- INSTRUCTION 1
Answer briefly from the passage on copper and hydrochloric acid:
(a) According to the passage, why does HCl not etch copper?
(b) What ion forms at high concentrations, and what color is it?
(c) What risk comes with adding a little hydrogen peroxide?
- INSTRUCTION 2
Resume the passage on etching copper with hydrochloric acid, continuing after its final sentence.

* START SOURCE EXCERPT *

HCl does not etch copper because there is no oxidizing agent to raise the copper metal to Copper-I or Copper-II. If copper is placed into a solution of HCl, (of any concentration) for a VERY LONG TIME...something like a week or more, CuCl (Cu2Cl2), copper-I chloride will start to form as a pale greeny white gug using atmospheric oxygen as the oxidant and the rate being determined by how fast it dissolves into the solution. As CuCl is insoluble in most aqueous solutions it coasts the metal and slows the process down further. At high concentrations the tea-coloured CuCl3- ion forms and the reaction proceeds slowly determined by the diffusion of oxygen, but as the HCl is consumed by the reaction CuCl eventually "gugs up" the surface again. If you tip a little hydrogen peroxide in it will etch quite fast, but you risk oxidizing the chloride ions to free chlorine and gassing yourself.

* END SOURCE EXCERPT *
* START STORED DATA *

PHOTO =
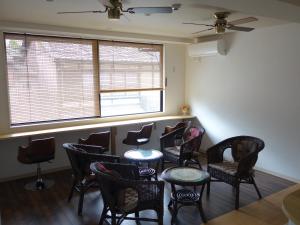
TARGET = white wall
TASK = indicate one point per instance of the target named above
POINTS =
(254, 90)
(174, 97)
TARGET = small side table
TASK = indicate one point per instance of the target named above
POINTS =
(291, 207)
(185, 176)
(145, 155)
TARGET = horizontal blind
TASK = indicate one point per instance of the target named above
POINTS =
(130, 66)
(51, 78)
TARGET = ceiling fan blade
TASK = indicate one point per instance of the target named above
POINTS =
(244, 20)
(201, 24)
(106, 3)
(245, 29)
(94, 11)
(150, 10)
(202, 31)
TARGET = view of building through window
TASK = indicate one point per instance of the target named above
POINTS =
(52, 78)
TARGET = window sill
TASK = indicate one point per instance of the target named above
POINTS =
(92, 126)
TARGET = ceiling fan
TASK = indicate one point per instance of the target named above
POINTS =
(221, 24)
(114, 9)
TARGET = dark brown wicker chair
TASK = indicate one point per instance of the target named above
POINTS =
(81, 156)
(139, 137)
(99, 139)
(38, 151)
(244, 150)
(124, 194)
(169, 129)
(179, 145)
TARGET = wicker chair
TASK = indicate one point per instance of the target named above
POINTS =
(81, 156)
(99, 139)
(139, 137)
(38, 151)
(244, 150)
(179, 146)
(124, 194)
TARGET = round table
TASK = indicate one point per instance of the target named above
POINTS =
(291, 207)
(185, 176)
(145, 156)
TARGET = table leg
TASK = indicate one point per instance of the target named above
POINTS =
(173, 201)
(200, 204)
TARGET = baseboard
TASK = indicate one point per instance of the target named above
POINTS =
(277, 174)
(32, 174)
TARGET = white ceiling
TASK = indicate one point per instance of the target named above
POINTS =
(200, 11)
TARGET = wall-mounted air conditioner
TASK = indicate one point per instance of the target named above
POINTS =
(208, 48)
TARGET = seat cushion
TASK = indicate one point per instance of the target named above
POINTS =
(226, 167)
(127, 199)
(172, 150)
(100, 167)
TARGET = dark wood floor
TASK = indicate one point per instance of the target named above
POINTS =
(21, 207)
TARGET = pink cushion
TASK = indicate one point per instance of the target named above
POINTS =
(103, 169)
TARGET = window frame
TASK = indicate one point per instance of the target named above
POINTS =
(96, 69)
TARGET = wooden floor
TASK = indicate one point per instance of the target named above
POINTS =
(21, 207)
(267, 211)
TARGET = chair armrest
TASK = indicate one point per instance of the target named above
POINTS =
(215, 153)
(167, 140)
(246, 164)
(187, 146)
(96, 157)
(91, 148)
(147, 190)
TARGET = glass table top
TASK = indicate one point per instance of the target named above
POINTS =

* END STORED DATA *

- TASK OUTPUT 1
(a) There is no oxidizing agent to raise the copper metal to Copper-I or Copper-II.
(b) The CuCl3- ion, which is tea-colored.
(c) The chloride ions may be oxidized to free chlorine, which could gas the person doing the etching.

- TASK OUTPUT 2
H2SO4 does not really react with copper either for much the same reason, however if it is really concentrated and hot the sulfate ions will be reduced by the copper to sulfite...and expelled as SO2...and consequently the copper will be oxidized to at least Cu-I.

HNO3 does attack copper rapidly and in almost any concentration because the nitrate ions are readily reduced to NO2 by the Copper and subsequently oxidize it all the way to blue Cu-II.

The commercial polish he used contained supfamic acid (as well as the wanted thiourea), this acid is the monoamide of H2SO4, (HSO3NH2) and its pKa is somewhat less than the pK1 of H2SO4, but, like H2SO4 it is not a strong enough oxidizing agent to oxidize Copper alone...some other oxidant like H2O2 or Bromine would be needed.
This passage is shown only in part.